• _Task requirements_: Of the records that follow, copy only the lines from the line containing "505L188 532L197 544L186" to the line containing "positive clicks: (187, 591)", both included, exactly as written.

(Records drawn from a dataset)
*** Block opens ***
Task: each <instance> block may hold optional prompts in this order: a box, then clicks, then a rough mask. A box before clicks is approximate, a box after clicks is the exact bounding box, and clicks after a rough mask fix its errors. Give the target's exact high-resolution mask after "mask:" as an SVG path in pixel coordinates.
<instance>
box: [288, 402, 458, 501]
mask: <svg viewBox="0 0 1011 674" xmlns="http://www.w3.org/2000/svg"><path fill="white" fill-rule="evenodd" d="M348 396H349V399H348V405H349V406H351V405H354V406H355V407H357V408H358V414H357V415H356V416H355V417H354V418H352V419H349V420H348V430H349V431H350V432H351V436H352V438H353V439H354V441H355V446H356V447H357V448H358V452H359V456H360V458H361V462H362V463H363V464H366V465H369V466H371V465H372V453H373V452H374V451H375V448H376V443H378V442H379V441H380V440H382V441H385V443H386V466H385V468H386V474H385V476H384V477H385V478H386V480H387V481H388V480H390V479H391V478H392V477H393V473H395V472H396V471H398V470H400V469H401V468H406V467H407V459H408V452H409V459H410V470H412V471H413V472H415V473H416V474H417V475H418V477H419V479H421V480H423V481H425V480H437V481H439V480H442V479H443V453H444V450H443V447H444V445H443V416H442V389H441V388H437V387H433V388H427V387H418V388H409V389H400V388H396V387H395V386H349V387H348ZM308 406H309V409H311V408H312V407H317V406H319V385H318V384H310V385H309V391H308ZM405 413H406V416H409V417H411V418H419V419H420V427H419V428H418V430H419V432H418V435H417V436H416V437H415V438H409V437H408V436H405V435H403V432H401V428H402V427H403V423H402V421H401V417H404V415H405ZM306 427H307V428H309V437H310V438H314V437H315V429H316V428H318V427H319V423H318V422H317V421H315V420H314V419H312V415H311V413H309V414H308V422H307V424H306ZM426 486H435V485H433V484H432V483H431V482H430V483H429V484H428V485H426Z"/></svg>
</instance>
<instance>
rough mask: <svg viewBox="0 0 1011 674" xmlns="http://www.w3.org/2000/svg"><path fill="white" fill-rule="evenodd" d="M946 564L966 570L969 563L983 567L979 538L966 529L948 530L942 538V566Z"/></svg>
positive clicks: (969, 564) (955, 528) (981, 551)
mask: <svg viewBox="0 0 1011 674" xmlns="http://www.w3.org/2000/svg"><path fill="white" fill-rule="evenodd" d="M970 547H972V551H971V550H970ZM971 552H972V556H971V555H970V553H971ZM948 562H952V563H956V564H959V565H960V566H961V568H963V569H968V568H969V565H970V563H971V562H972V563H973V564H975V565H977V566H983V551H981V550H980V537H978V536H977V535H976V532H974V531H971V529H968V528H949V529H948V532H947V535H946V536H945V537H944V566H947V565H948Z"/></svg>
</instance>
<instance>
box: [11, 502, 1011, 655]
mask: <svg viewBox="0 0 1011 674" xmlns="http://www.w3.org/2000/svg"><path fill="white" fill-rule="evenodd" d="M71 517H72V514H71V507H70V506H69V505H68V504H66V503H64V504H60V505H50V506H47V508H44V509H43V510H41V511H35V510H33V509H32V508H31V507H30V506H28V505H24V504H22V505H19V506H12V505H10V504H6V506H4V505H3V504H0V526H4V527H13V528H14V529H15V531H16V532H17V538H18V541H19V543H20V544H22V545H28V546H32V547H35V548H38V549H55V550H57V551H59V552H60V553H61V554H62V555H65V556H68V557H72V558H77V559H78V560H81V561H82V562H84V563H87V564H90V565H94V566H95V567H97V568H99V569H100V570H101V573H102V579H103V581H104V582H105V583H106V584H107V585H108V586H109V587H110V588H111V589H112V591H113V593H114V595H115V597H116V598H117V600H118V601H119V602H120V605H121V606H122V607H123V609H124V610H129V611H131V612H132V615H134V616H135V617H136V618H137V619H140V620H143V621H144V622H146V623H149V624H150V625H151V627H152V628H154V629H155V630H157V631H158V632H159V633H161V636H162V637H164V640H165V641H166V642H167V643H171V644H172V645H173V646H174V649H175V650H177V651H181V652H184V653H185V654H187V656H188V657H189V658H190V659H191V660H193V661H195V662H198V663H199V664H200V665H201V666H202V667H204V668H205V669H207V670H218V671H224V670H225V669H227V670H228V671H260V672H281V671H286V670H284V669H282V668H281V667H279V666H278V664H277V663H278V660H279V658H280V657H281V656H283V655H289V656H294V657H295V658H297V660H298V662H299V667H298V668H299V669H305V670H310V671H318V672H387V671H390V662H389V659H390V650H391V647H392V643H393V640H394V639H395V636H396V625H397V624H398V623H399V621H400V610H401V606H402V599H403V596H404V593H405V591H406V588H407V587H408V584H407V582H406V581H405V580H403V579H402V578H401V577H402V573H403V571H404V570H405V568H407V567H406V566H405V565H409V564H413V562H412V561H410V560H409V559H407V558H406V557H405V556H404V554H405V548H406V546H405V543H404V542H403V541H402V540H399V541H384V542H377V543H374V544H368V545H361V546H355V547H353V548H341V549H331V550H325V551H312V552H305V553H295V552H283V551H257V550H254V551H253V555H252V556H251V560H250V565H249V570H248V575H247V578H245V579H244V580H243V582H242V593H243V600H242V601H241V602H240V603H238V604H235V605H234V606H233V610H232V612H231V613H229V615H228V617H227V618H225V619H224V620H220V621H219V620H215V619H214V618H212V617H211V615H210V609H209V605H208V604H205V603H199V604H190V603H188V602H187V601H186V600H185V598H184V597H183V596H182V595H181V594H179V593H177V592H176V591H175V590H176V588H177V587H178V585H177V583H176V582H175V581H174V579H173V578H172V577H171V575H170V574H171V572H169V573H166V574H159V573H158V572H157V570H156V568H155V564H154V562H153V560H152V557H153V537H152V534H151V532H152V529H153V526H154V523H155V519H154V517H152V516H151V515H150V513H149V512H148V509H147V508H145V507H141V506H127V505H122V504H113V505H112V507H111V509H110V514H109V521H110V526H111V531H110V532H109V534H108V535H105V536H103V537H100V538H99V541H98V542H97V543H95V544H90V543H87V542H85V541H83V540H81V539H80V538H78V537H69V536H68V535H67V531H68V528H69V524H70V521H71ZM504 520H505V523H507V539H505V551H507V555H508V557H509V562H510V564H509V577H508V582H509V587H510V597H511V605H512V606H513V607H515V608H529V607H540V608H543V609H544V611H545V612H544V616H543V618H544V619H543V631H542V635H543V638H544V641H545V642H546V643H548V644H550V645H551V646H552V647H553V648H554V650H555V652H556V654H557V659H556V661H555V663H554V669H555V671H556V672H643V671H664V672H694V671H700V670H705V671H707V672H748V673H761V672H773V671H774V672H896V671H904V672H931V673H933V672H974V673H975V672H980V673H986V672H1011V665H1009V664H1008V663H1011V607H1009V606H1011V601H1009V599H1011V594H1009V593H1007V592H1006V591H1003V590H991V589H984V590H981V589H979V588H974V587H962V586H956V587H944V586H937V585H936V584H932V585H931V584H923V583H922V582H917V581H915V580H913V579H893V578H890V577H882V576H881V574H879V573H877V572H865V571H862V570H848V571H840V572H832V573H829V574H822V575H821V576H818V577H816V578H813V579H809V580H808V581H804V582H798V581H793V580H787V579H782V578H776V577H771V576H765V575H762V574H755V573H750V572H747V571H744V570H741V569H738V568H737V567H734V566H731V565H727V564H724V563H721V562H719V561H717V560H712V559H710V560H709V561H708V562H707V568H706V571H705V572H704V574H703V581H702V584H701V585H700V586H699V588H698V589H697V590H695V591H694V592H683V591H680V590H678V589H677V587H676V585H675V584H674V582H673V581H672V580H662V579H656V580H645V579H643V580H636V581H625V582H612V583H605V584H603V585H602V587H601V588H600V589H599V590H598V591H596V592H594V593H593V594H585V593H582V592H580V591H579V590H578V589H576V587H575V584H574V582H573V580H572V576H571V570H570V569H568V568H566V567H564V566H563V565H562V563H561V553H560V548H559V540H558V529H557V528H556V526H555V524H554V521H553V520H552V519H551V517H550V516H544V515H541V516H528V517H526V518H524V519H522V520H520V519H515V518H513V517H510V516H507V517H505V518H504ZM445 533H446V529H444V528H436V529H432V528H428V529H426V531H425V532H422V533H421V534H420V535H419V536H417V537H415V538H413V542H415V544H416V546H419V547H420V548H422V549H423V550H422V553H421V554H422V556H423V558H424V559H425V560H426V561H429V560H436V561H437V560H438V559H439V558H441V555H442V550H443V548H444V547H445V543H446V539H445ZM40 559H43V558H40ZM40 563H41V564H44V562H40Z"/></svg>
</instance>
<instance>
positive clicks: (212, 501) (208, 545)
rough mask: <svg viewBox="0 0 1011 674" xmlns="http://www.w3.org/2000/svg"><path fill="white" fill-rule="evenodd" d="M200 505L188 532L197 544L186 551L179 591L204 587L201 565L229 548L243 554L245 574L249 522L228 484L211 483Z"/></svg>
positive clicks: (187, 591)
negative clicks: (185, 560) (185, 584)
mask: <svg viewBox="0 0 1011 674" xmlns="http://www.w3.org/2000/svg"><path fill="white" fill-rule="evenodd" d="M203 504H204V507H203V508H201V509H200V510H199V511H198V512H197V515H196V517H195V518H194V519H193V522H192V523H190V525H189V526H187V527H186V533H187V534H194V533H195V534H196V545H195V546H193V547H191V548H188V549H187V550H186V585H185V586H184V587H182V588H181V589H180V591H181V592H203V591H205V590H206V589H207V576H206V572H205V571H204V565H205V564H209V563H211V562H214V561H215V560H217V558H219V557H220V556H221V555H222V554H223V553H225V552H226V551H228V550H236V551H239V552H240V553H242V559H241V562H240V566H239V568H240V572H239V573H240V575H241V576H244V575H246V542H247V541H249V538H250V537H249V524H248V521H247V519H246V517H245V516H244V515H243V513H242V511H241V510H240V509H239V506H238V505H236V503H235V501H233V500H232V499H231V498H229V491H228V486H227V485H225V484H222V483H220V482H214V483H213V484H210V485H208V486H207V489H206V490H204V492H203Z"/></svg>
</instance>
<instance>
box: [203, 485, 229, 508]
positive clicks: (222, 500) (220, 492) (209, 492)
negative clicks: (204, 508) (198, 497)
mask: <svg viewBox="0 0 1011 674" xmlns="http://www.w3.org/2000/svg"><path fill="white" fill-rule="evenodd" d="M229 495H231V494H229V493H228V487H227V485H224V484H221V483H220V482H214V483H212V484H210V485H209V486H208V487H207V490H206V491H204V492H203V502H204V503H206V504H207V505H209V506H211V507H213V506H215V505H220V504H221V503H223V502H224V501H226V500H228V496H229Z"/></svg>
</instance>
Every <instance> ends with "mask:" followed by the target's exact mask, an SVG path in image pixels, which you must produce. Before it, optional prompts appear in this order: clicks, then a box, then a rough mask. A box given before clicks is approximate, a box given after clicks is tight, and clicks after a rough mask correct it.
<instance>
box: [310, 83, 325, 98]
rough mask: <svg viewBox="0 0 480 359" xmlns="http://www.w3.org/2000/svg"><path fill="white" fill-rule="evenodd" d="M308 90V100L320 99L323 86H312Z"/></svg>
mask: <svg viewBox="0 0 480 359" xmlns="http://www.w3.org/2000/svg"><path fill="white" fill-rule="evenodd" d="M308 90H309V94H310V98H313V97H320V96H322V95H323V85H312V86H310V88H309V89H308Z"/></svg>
*** Block closes ***
• _Written answer_:
rough mask: <svg viewBox="0 0 1011 674" xmlns="http://www.w3.org/2000/svg"><path fill="white" fill-rule="evenodd" d="M200 505L188 532L197 544L186 551L179 591L204 587L201 565L229 548L243 554L245 574L249 522L228 484L211 483Z"/></svg>
positive clicks: (187, 591)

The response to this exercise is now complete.